» Objective: Each entry below is to be transcribed exactly.

» Stored data:

= = = = = = =

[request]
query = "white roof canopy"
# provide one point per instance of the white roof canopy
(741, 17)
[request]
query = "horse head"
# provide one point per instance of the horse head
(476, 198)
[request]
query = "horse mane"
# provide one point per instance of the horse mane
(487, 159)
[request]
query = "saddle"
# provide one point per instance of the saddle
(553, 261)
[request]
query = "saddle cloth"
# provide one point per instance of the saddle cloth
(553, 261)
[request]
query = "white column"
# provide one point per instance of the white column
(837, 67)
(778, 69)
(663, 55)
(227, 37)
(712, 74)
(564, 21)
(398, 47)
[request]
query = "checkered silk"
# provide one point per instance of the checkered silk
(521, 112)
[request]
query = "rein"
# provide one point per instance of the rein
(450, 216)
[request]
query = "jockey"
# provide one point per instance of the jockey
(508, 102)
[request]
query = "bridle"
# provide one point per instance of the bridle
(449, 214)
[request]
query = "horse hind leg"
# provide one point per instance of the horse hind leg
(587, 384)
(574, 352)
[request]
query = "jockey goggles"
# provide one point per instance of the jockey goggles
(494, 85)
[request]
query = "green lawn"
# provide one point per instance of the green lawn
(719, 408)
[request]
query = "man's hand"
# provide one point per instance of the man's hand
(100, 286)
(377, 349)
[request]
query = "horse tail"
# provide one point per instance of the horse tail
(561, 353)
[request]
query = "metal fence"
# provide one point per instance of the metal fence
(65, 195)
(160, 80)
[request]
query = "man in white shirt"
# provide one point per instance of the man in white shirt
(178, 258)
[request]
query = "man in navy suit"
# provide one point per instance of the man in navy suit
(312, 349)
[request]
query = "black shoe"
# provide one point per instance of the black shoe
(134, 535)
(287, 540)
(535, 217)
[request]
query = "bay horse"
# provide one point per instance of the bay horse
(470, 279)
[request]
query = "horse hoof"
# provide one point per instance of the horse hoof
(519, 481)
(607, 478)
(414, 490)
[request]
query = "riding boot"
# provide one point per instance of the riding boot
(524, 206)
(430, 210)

= = = = = = =

» Output of the task:
[request]
query = "white roof canopy"
# provide one point per instance of the white roof canopy
(741, 17)
[request]
query = "horse head"
# provide one point per instance of the horse head
(476, 198)
[request]
query = "horse mane"
# provide one point per instance of the horse mane
(487, 159)
[request]
query = "saddle"
# provide one point per instance of the saddle
(553, 261)
[request]
query = "saddle cloth"
# provide one point per instance of the saddle cloth
(553, 261)
[request]
query = "white column"
# provide one point per instance of the white column
(837, 67)
(778, 69)
(663, 55)
(227, 37)
(712, 74)
(564, 21)
(398, 47)
[request]
query = "checkered silk"
# provide one point per instance of the checkered silk
(521, 112)
[request]
query = "rein"
# provide one point per instance of the rein
(450, 216)
[request]
query = "jockey"
# provide one point per instance of the jockey
(508, 102)
[request]
query = "bridle"
# provide one point per instance of the bridle
(449, 214)
[request]
query = "horse hind leg"
# provide one point per instance of the horse hind leg
(587, 384)
(574, 352)
[request]
query = "jockey goggles"
# provide one point per instance of the jockey goggles
(494, 85)
[request]
query = "green lawn"
# provide one point per instance of the green lawn
(719, 408)
[request]
query = "man's hand"
# provide one point per instance of the man's hand
(100, 286)
(377, 349)
[request]
query = "horse tail"
# provide one point per instance of the horse tail
(561, 353)
[request]
query = "metal fence"
# provide one point per instance of the metal fence
(65, 195)
(160, 80)
[request]
query = "man in white shirt"
# provide one point per instance of the man in white shirt
(178, 258)
[request]
query = "man in navy suit"
# provide one point per instance of the man in navy suit
(312, 349)
[request]
query = "black shoe"
# provide one point per instance of the black shoe
(134, 535)
(287, 540)
(535, 217)
[request]
query = "bay horse"
# provide one point per instance of the bay horse
(470, 279)
[request]
query = "horse hoof"
# provide one point per instance of the horse hoof
(519, 481)
(607, 478)
(414, 490)
[request]
query = "riding boot"
# provide one point per instance of the riding boot
(524, 206)
(430, 210)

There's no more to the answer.